== DOCUMENT SEGMENT ==
————
But the forces of racism and injustice did not win. 

TV news cameras captured the savage assault on marchers and it aired that night around the nation, horrifying millions. The Justice Department won a federal court order that permitted the march from Selma to Montgomery to resume March 21, protected by National Guard troops placed under federal command.

Most importantly, public opinion was swayed in favor of voting rights legislation, enabling President Lyndon Johnson to win congressional passage of the Voting Rights Act, which he signed into law on Aug. 6, 1965. 

John Lewis went on to serve as a Democratic congressman representing Georgia from 1987 until his death in July 2020, continuing his crusade for justice until he died in office.

The Justice Department under the leadership of Attorney General Merrick Garland is continuing the crusade today. 

In February, the department won hate crime convictions against the three White men convicted earlier in state court of murdering unarmed Black jogger Ahmaud Arbery in Georgia. 

Also in February, the Justice Department won convictions against three former Minneapolis police officers for violating the civil rights of George Floyd, another unarmed Black man. Two of the former officers were also convicted of failing to intervene to stop then-officer Derek Chauvin from murdering Floyd in 2020 by kneeling on his neck for over nine minutes, as the handcuffed Floyd desperately cried out that he couldn’t breathe. 

Former Minneapolis police officer Derek Chauvin and George Floyd, left to right. (Photo: Floyd family)

These convictions, along with Chauvin’s murder conviction in state court, were historic and extraordinary. For most of American history, Black lives did not matter in our courts, as White racists literally got away with murder when killing Black Americans. 

While the Justice Department under Garland has also fought Republican voter suppression efforts, the battle has been made harder by two Supreme Court decisions severely weakening the 1965 Voting Rights Act.

The Supreme Court eliminated a key provision of the Voting Rights Act in 2013, ruling that states with a history of racial discrimination in elections no longer need advanced federal approval to change their election laws. This has enabled Southern states to enact voter suppression laws that disproportionately harm Black people. 

A Supreme Court decision in 2021 further weakened the Voting Rights Act, rejecting an effort by the Democratic National Committee to overturn Arizona laws that outlawed ballot collection boxes and invalidated ballots cast in the wrong precinct.

Unfortunately, bills passed by the U.S. House this year to fight Republican voter suppression efforts by restoring provisions of the Voting Rights Act and making other reforms have been blocked by Senate Republicans. Instead of trying to compete fairly for votes, Republicans want to reduce the number of Democratic-leaning voters eligible to cast ballots. 

Efforts by President Biden, Vice President Harris and Attorney General Garland to oppose racism aimed at Black Americans follow in the footsteps of past Democratic administrations.

President John F. Kennedy at first feared that championing civil rights would cost Democrats White votes in the South. But after concluding that fighting racism was a moral issue, he embraced the cause of racial equality as no president up to that time had ever done.

President John F. Kennedy
President John F. Kennedy speaks at a press conference August 1, 1963. (Photo by National Archive/Newsmakers)

In 1961, for example, Attorney General Robert Kennedy sent 400 federal marshals to the South to protect freedom riders, who had been beaten by White racists and sometimes arrested when protesting segregation at interstate bus stations and on buses.
————
[Records of labeled points]
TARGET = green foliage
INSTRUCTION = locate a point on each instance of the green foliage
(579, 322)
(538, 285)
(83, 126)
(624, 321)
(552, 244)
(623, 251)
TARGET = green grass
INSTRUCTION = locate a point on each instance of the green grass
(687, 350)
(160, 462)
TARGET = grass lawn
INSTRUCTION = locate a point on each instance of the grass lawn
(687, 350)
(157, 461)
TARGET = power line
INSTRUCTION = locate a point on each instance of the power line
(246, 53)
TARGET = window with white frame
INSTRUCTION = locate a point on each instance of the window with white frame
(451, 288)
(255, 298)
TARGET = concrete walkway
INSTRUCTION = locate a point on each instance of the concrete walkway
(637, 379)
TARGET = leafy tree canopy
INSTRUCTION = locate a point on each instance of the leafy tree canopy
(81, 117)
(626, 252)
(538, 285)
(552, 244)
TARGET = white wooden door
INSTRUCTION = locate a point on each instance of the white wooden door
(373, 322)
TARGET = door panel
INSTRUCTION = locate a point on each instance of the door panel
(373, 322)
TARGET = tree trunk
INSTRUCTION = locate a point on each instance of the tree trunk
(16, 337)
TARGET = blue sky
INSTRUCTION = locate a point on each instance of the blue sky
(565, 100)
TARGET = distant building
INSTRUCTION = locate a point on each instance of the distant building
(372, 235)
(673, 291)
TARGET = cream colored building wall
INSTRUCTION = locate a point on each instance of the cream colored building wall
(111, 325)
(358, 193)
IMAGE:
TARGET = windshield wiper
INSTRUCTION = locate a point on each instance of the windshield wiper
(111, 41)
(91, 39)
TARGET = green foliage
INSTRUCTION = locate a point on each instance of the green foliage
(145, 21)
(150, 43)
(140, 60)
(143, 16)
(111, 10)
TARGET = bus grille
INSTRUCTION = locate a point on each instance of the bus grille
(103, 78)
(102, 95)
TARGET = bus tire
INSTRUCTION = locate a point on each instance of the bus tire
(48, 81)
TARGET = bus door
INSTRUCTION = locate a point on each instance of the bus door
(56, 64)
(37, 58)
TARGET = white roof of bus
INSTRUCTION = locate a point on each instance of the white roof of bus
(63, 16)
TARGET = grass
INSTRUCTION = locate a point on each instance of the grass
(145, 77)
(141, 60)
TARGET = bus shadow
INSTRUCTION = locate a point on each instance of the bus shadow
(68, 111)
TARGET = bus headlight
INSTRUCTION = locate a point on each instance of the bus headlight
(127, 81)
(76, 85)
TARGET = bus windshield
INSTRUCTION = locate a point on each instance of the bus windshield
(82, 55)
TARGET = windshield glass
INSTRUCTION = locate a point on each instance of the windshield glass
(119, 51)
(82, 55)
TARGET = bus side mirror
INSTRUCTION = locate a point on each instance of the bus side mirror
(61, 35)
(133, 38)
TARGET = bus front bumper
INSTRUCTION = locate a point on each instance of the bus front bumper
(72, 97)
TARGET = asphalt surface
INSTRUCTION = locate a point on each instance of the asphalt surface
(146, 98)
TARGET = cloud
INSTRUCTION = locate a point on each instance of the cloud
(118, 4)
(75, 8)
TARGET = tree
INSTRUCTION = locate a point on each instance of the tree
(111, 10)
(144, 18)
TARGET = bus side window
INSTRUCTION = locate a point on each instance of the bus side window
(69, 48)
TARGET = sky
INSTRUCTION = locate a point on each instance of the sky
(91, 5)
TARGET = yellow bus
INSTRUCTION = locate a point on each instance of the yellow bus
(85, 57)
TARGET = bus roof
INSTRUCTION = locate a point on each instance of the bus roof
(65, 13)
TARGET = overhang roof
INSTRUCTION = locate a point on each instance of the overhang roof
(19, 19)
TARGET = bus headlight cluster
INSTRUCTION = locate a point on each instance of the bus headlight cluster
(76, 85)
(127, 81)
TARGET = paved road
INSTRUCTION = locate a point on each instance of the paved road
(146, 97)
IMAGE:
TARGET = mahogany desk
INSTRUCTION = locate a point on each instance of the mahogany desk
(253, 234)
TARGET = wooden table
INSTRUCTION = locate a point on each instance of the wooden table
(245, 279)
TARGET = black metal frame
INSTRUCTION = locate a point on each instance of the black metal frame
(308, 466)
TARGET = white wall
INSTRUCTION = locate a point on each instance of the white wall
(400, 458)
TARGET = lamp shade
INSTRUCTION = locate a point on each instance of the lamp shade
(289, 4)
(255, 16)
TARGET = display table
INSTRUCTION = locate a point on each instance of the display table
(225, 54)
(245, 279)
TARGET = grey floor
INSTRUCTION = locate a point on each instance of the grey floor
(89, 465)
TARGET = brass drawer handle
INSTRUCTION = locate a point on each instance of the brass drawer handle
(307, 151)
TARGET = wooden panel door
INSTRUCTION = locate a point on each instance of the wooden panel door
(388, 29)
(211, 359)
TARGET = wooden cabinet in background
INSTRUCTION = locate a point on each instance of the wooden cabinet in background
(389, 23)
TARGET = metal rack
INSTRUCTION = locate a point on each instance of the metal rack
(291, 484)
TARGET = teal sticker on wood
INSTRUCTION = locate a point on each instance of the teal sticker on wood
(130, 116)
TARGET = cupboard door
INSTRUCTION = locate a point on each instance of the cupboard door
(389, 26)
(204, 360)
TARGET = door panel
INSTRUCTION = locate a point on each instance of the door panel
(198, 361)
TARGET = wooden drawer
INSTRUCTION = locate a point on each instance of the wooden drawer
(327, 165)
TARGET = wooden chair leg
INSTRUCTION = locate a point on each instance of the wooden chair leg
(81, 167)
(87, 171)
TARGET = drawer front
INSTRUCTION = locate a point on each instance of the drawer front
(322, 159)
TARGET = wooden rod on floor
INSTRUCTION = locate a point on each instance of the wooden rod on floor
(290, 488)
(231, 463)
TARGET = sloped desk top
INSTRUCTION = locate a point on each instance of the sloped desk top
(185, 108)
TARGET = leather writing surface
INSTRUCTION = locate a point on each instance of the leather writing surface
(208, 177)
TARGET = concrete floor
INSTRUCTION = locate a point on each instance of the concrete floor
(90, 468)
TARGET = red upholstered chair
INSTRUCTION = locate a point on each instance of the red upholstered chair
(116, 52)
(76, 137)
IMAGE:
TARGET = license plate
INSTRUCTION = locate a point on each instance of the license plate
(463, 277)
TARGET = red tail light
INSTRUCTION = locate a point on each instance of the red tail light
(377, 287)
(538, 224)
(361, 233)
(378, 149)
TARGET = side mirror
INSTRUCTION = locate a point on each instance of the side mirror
————
== SHORT EXERCISE A ==
Decide whether each of the following statements agrees with the civil rights article, answering yes or no and quoting the deciding words of the article: (i) The Voting Rights Act was signed into law on Aug. 6, 1965. (ii) John Lewis represented Georgia in Congress until 2000. (iii) In 1961, Robert Kennedy sent 400 federal marshals to the South.
== SHORT EXERCISE B ==
Proceed with the civil rights article, starting right after its final sentence.

== RESULT A ==
(i) Yes: "which he signed into law on Aug. 6, 1965."
(ii) No: "a Democratic congressman representing Georgia from 1987 until his death in July 2020"
(iii) Yes: "In 1961, for example, Attorney General Robert Kennedy sent 400 federal marshals to the South"

== RESULT B ==
In addition, President Kennedy mobilized the National Guard and sent the troops to the all-White University of Mississippi in 1962 to allow Black Air Force veteran James Meredith to integrate the school. 

Kennedy also federalized the Alabama National Guard in 1963 to allow two Black students to integrate the University of Alabama after Democratic Gov. George Wallace — who vowed to preserve “segregation now, segregation tomorrow, and segregation forever” in his inaugural address — carried out his promise to literally stand in the schoolhouse door in a failed effort to keep them out.

While Kennedy was unable to win congressional approval of wide-ranging civil rights legislation he proposed, President Johnson managed to do so.

President Lyndon B Johnson hands a pen to civil rights leader Rev. Martin Luther King Jr during the signing of the Voting Rights Act as officials look on behind them, Washington D.C., August 6, 1965. (Photo by Washington Bureau/Getty Images)

Martin Luther King said shortly before his assassination in 1968: “We shall overcome because the arc of the moral universe is long but it bends toward justice.” 

The victories over injustice in the civil rights era would not have been possible without the support of Presidents Kennedy and Johnson, their attorneys general and lawmakers in both parties. Under the leadership of President Biden, Vice President Harris, Attorney General Garland and Democrats in the House and Senate, the struggle continues.

May the heroism of John Lewis and the marchers on the Edmund Pettus Bridge 57 years ago continue to inspire us to put America’s long history of systemic racism behind us. And may we march forward as they did to overcome injustice and uphold the precious voting rights of all Americans.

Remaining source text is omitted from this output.